Daftar Tugas:
**1.** Salin bagian teks bacaan dari "Dalam banyak hal, kita" sampai "tapi penuh kesadaran.".
**2.** Menurut teks bacaan, apa yang disebut sebagai metafora sempurna tentang karakter kita?

Teks Bacaan:
------------------------------------------------------------------------

Dalam banyak hal, kita tidak pernah puas hanya dengan hasil. Kita ingin tahu prosesnya. Kita ingin memastikan apakah sesuatu itu “layak” sebelum dilepas. Bahkan terhadap sesuatu yang jelas-jelas harus dibuang.
Ngupil menjadi metafora sempurna tentang karakter kita:
terlalu teliti pada hal kecil,
tapi sering ceroboh pada hal besar.
Perhatikan betul.
Tidak ada orang Indonesia yang ngupil dengan ekspresi kosong. Selalu ada tatapan sekilas. Entah ke jari sendiri, entah ke ujung kuku. Ada momen singkat evaluasi: kering atau basah, keras atau lunak, besar atau kecil. Itu semua terjadi dalam hitungan detik, tapi penuh kesadaran.

------------------------------------------------------------------------

Cuplikan Data:
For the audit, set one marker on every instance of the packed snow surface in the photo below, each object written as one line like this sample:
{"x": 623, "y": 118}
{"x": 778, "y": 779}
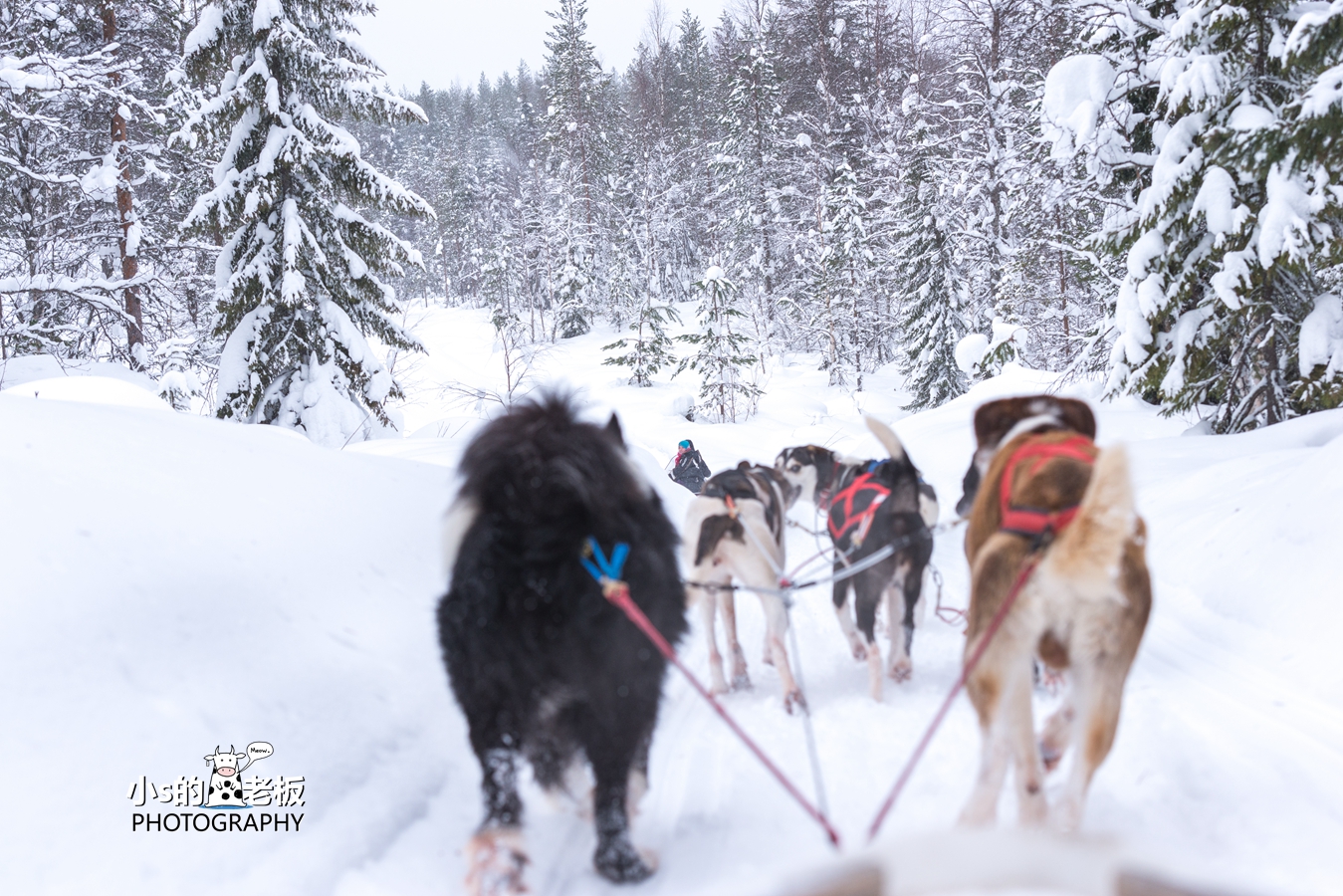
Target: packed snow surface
{"x": 176, "y": 583}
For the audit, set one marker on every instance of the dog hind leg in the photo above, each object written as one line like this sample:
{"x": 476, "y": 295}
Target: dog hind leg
{"x": 846, "y": 625}
{"x": 496, "y": 854}
{"x": 708, "y": 612}
{"x": 777, "y": 626}
{"x": 728, "y": 608}
{"x": 901, "y": 599}
{"x": 614, "y": 751}
{"x": 866, "y": 596}
{"x": 1019, "y": 731}
{"x": 1097, "y": 693}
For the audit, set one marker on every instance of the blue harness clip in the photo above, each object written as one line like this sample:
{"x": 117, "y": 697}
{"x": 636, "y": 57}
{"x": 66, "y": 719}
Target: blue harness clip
{"x": 596, "y": 563}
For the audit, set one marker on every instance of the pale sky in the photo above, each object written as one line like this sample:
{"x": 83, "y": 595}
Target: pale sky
{"x": 446, "y": 41}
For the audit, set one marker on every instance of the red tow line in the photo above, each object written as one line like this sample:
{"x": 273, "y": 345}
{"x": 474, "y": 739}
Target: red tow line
{"x": 955, "y": 689}
{"x": 618, "y": 592}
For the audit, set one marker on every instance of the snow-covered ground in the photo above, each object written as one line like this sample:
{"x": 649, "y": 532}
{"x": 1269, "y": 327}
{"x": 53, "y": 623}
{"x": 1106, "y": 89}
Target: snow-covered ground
{"x": 170, "y": 583}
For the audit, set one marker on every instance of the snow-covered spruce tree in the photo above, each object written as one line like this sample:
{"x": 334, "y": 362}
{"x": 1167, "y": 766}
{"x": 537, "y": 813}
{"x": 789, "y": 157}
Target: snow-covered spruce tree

------------------------------------------------------------------------

Jawaban per Tugas:
**1.**
Dalam banyak hal, kita tidak pernah puas hanya dengan hasil. Kita ingin tahu prosesnya. Kita ingin memastikan apakah sesuatu itu “layak” sebelum dilepas. Bahkan terhadap sesuatu yang jelas-jelas harus dibuang.
Ngupil menjadi metafora sempurna tentang karakter kita:
terlalu teliti pada hal kecil,
tapi sering ceroboh pada hal besar.
Perhatikan betul.
Tidak ada orang Indonesia yang ngupil dengan ekspresi kosong. Selalu ada tatapan sekilas. Entah ke jari sendiri, entah ke ujung kuku. Ada momen singkat evaluasi: kering atau basah, keras atau lunak, besar atau kecil. Itu semua terjadi dalam hitungan detik, tapi penuh kesadaran.

**2.** Ngupil disebut sebagai metafora sempurna tentang karakter kita.